==== Provided records ====

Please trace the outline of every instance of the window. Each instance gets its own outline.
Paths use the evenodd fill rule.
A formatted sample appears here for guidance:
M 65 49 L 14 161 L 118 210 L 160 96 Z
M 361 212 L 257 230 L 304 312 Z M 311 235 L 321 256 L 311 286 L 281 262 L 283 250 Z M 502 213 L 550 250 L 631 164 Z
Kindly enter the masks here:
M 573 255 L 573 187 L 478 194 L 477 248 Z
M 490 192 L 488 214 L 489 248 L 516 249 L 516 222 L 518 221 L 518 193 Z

====

Down to the last line, repeat the data exactly.

*Solution for this task*.
Please trace the outline of every instance of the window. Each instance gets its own outline.
Paths use the evenodd fill rule.
A formatted sample appears here for guidance:
M 65 49 L 14 161 L 118 210 L 160 96 Z
M 361 212 L 257 230 L 304 312 Z M 311 235 L 321 256 L 311 286 L 281 262 L 283 250 Z M 502 213 L 550 250 L 631 164 Z
Kindly enter the masks here:
M 573 255 L 573 187 L 478 194 L 477 248 Z
M 490 192 L 488 214 L 489 248 L 516 249 L 516 222 L 518 221 L 518 193 Z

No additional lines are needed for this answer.